STATED GOAL: Convert the entries below into a numbered list, dropping any blank lines.

Entries drawn from a collection
-- BEGIN --
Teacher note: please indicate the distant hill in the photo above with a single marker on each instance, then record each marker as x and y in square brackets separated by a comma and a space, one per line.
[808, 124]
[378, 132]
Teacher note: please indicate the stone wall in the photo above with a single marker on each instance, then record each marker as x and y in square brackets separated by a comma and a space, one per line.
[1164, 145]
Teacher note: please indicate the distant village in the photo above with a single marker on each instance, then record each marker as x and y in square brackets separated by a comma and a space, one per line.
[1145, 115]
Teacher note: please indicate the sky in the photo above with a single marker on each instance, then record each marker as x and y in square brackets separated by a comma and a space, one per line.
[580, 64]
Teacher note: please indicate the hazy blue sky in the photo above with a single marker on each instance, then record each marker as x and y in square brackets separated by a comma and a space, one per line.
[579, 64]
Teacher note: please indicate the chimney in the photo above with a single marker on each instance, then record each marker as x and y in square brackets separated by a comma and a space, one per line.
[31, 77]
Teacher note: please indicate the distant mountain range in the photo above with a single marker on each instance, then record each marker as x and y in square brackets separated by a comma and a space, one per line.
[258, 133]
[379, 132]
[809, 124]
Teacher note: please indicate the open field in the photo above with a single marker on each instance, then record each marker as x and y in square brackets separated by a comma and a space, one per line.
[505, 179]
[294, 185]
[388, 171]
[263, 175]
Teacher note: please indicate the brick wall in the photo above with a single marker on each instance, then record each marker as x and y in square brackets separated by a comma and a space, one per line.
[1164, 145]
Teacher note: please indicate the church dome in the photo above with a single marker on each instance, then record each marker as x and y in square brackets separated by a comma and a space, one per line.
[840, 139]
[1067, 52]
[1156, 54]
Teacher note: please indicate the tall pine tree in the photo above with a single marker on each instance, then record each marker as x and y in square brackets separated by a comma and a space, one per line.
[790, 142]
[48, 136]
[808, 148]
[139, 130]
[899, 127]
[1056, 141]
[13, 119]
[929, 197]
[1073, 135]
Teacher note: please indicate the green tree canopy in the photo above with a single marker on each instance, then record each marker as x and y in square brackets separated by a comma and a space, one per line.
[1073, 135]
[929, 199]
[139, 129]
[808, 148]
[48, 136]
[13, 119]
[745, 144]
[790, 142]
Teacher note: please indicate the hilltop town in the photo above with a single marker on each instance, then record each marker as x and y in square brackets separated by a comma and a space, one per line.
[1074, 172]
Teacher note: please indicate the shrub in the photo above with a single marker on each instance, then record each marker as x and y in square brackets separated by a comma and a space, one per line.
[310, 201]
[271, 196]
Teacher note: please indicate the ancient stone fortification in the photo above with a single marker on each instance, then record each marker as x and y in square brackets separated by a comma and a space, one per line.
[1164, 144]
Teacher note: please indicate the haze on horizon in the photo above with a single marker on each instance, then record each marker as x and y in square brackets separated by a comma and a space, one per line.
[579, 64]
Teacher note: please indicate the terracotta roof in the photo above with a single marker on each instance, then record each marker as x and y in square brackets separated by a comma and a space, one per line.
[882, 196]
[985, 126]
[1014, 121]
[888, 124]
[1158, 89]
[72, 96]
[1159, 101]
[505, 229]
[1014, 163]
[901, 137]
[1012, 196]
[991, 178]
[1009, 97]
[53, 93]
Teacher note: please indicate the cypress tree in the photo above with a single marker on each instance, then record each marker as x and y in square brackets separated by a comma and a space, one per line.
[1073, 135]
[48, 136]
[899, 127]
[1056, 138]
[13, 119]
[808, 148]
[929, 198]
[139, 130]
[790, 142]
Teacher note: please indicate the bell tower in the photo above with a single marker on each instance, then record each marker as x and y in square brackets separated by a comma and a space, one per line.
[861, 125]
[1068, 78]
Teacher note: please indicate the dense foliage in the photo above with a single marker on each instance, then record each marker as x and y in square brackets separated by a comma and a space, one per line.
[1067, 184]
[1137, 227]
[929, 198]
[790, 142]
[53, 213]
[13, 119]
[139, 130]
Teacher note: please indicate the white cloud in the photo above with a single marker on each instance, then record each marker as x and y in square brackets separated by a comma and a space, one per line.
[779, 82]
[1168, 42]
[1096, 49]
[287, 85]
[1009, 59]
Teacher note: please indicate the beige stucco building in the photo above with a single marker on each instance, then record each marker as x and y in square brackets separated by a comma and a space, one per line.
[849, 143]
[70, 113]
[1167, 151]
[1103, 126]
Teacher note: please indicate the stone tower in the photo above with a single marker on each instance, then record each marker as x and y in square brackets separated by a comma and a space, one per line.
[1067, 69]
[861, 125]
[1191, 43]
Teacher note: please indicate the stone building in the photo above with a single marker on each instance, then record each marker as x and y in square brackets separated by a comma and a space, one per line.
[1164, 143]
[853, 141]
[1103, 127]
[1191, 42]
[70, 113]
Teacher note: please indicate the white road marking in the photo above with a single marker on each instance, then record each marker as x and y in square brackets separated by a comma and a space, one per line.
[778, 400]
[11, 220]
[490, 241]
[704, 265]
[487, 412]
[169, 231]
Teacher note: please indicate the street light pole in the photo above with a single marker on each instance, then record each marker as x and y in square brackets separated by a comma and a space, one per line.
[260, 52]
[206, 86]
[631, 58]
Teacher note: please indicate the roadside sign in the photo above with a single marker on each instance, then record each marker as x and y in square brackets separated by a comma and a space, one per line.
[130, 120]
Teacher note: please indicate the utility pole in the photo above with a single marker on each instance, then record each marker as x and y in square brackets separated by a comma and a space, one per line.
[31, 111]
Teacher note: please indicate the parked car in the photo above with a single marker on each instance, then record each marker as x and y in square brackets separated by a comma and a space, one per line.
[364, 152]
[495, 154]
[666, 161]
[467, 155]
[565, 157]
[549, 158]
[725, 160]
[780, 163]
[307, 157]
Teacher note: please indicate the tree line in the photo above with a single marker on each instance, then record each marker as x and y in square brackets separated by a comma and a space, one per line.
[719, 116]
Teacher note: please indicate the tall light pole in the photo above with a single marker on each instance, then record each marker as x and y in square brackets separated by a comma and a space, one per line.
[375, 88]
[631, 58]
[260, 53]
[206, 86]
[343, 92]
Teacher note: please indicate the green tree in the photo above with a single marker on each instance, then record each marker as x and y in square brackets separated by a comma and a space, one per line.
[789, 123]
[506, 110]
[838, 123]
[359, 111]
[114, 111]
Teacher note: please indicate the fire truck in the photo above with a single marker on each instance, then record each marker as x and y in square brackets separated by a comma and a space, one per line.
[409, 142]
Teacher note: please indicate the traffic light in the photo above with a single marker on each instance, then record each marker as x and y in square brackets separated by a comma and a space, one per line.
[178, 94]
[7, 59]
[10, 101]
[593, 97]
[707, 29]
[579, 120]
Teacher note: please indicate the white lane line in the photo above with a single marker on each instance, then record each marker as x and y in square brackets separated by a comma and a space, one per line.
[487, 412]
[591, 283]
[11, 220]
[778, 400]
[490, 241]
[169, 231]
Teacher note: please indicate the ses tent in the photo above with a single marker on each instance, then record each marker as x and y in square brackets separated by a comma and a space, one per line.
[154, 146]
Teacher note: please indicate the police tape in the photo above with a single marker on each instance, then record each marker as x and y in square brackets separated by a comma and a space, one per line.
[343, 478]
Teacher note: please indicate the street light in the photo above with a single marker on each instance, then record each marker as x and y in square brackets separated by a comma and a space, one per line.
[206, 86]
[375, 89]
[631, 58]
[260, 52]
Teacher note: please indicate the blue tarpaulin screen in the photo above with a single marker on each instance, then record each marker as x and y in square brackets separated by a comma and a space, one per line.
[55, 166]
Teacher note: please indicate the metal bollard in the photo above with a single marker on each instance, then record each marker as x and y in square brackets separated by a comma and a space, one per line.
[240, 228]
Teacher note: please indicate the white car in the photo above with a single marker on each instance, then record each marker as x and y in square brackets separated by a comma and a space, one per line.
-- END --
SOLUTION FOR THIS TASK:
1. Teacher note: please indicate the distant hill in the photo above with a single marker on each instance, then record each marker as x and y in square brackets separated by a comma and a space, one per line.
2. [808, 124]
3. [378, 132]
4. Teacher note: please indicate the stone wall in the photo above with a single marker on each instance, then record each marker as x and y in square brackets separated by a comma and a space, one per line.
5. [1164, 145]
6. Teacher note: please indicate the distant village in the photo above with a single marker on each instance, then record each marker as x and y in square brackets separated by a comma and a space, one per line.
7. [1145, 115]
8. Teacher note: please indicate the sky in the photo above with a single marker on each instance, then record each marker as x and y in square brackets separated by a comma and a space, one per line.
9. [580, 64]
10. Teacher note: please indicate the hazy blue sky in the photo above with a single marker on each instance, then record each marker as x and y in square brackets separated by a comma and a space, one per line.
11. [579, 64]
12. Teacher note: please indicate the chimney in the photo above with a single marker on each instance, then record each marker as x and y in square brackets separated by a comma and a space, one per line.
13. [31, 77]
14. Teacher note: please indicate the distant mountain range in the photo above with a single marker on each instance, then record each marker as x and y in square brackets separated by a comma and a space, one per line.
15. [258, 133]
16. [379, 132]
17. [809, 124]
18. Teacher note: please indicate the open field in the photo above with a single marker on each instance, then record each marker as x and y in square brackets separated by a comma and a space, one per line.
19. [505, 179]
20. [294, 185]
21. [388, 171]
22. [263, 175]
23. Teacher note: please indicate the brick wall in the photo above with a single marker on each instance, then record each marker as x and y in square brackets separated by a comma and a space, one per line.
24. [1164, 145]
25. Teacher note: please indicate the church dome in the photo above with a single marker on each instance, then record each marker as x and y in square brackets separated by a comma and a space, one per line.
26. [840, 139]
27. [1067, 52]
28. [1156, 54]
29. Teacher note: please indicate the tall pine tree in the photo above with a single marker on each instance, then record each marker as x and y in square brackets separated by a comma and a space, one per line.
30. [790, 142]
31. [48, 136]
32. [808, 148]
33. [139, 130]
34. [899, 127]
35. [1056, 141]
36. [13, 119]
37. [929, 197]
38. [1073, 135]
39. Teacher note: please indicate the green tree canopy in the photo above with a single marker on each instance, then record each marker as x and y in square brackets separated by a comma and a space, one per line.
40. [1073, 135]
41. [929, 199]
42. [139, 129]
43. [808, 148]
44. [48, 136]
45. [13, 119]
46. [745, 144]
47. [790, 142]
48. Teacher note: please indicate the hilltop town in the photo above with a single marker on each instance, then record each marker as x and y in square brackets separated by a comma and a space, one per line.
49. [1074, 172]
50. Teacher note: please indicate the shrub in the photo above with a single marker on each instance, then record each marker as x and y in square brackets separated by a comma and a space, one per line.
51. [310, 201]
52. [271, 196]
53. Teacher note: please indicate the ancient stone fortification in the photo above with a single marker on each instance, then record each marker as x and y in square brackets separated by a comma and a space, one per line.
54. [1164, 144]
55. Teacher note: please indicate the haze on horizon in the photo above with a single marker on each instance, then record each marker as x and y in square brackets separated by a comma and a space, one per line.
56. [579, 64]
57. Teacher note: please indicate the terracotta roof in the photo above with a single marker on each instance, then record each marker as x and y in square brackets separated by a comma and a space, one per line.
58. [882, 196]
59. [985, 126]
60. [1014, 121]
61. [888, 124]
62. [1158, 89]
63. [72, 96]
64. [1159, 101]
65. [505, 229]
66. [1014, 163]
67. [901, 137]
68. [1012, 196]
69. [991, 178]
70. [1009, 97]
71. [53, 93]
72. Teacher note: please indicate the cypress tree in the photo above with a single marker on each instance, then record each marker as x and y in square brackets separated by a comma and a space, one per line.
73. [1073, 135]
74. [48, 136]
75. [899, 127]
76. [1056, 138]
77. [13, 119]
78. [808, 148]
79. [929, 198]
80. [139, 130]
81. [790, 142]
82. Teacher note: please indicate the bell tower in the photo above with a single marker on each instance, then record each marker as x and y in square brackets separated by a comma and a space, one per line.
83. [861, 125]
84. [1068, 78]
85. Teacher note: please indicate the dense foliage in the photo above with a single marker on each instance, then record each marker as x and y in square brackets separated by a comma and a space, one per line.
86. [1067, 184]
87. [1137, 227]
88. [929, 198]
89. [790, 142]
90. [53, 213]
91. [13, 119]
92. [139, 130]
93. Teacher note: please indicate the white cloud in the photo above with a single marker on each instance, then record each marker as x and y in square brackets separated by a comma and a space, one per line.
94. [779, 82]
95. [1168, 42]
96. [1096, 49]
97. [287, 85]
98. [1009, 59]
99. Teacher note: please indicate the beige stucco building in the photo above with a single marker on each instance, then record each marker as x and y in square brackets separated by a comma and a space, one per line.
100. [849, 143]
101. [70, 113]
102. [1167, 151]
103. [1103, 126]
104. Teacher note: please indicate the stone tower in the photo above with a single marker on each instance, then record each marker as x and y in square brackets separated by a comma and a space, one per line.
105. [1067, 69]
106. [861, 125]
107. [1191, 43]
108. Teacher note: please indicate the stone building in the photo above with a single marker on each instance, then record each marker as x and y in square brackets separated by a comma and a space, one per line.
109. [1164, 143]
110. [853, 141]
111. [1103, 127]
112. [1191, 42]
113. [70, 113]
114. Teacher note: please indicate the white road marking in the photo above with a single marker on each instance, then record each marker as x and y in square brackets separated by a comma and a space, one per line.
115. [778, 400]
116. [11, 220]
117. [490, 241]
118. [704, 265]
119. [487, 412]
120. [169, 231]
121. Teacher note: please indicate the street light pole in the photo above with a single marker on each instance, then record each marker as x and y in square brackets separated by a comma and a space, one per line.
122. [260, 52]
123. [206, 86]
124. [631, 58]
125. Teacher note: please indicate the roadside sign in the photo above with a single marker on each instance, then record each marker as x and y in square brackets separated by a comma and a space, one per line.
126. [130, 120]
127. Teacher note: please indicate the utility pole in the photo above with a single marker on each instance, then record each marker as x and y in square brackets separated by a comma and a space, one per line.
128. [31, 111]
129. Teacher note: please indicate the parked car in the photo above with a single marker on each instance, then record each marker as x and y in square brackets separated by a comma and a space, one per line.
130. [364, 152]
131. [495, 154]
132. [666, 161]
133. [467, 155]
134. [565, 157]
135. [549, 158]
136. [725, 160]
137. [780, 163]
138. [307, 157]
139. Teacher note: please indicate the tree line in the photo above with a single marker on each instance, then record each marker as x and y in square brackets separated by a comma and a space, one per line.
140. [719, 116]
141. Teacher note: please indicate the tall light pole in the photo above with a single marker on each instance, then record each marker as x and y in square brackets separated by a comma and a space, one per line.
142. [375, 88]
143. [631, 58]
144. [260, 53]
145. [206, 86]
146. [343, 92]
147. Teacher note: please indicate the green tree in the photo above with a single marker on each instance, then record each marker as x and y in square brackets separated by a comma and a space, one per line.
148. [789, 123]
149. [506, 110]
150. [838, 123]
151. [359, 111]
152. [114, 111]
153. Teacher note: please indicate the fire truck in the photo above with a single marker on each instance, then record each marker as x and y in square brackets separated by a comma and a space, one per line.
154. [409, 142]
155. Teacher note: please indicate the traffic light in the photo above with a single marker on each instance, then record each marker as x and y in square brackets separated by a comma and a space, one per line.
156. [178, 94]
157. [7, 59]
158. [10, 101]
159. [593, 97]
160. [707, 29]
161. [579, 120]
162. Teacher note: please indicate the white lane line in the photo above with a single marker on each instance, then record each marker as x and y in square brackets separated by a comma and a space, one per line.
163. [487, 412]
164. [591, 283]
165. [11, 220]
166. [778, 400]
167. [490, 241]
168. [169, 231]
169. Teacher note: please indicate the ses tent in the photo above with a single marker on each instance, then record each marker as x and y in square brackets separated by a comma and a space, one per line.
170. [154, 146]
171. Teacher note: please indicate the police tape in the photo above with a single marker on each instance, then record each marker as x and y in square brackets separated by a comma and a space, one per line.
172. [343, 478]
173. Teacher note: please indicate the street light in the photo above with a single marker on each instance, then record each marker as x and y in square brackets separated by a comma and a space, one per line.
174. [206, 86]
175. [375, 89]
176. [631, 58]
177. [260, 52]
178. Teacher note: please indicate the blue tarpaulin screen in the photo above with a single marker on each instance, then record each marker as x and y in square brackets separated by a comma and a space, one per line.
179. [55, 166]
180. Teacher note: please indicate the metal bollard in the photo above with a single marker on each instance, then record each marker as x and y in square brackets separated by a comma and a space, one per line.
181. [240, 228]
182. Teacher note: please indicate the white car in the photo above with a single marker on each instance, then record each marker as x and y in square brackets separated by a comma and a space, one per line.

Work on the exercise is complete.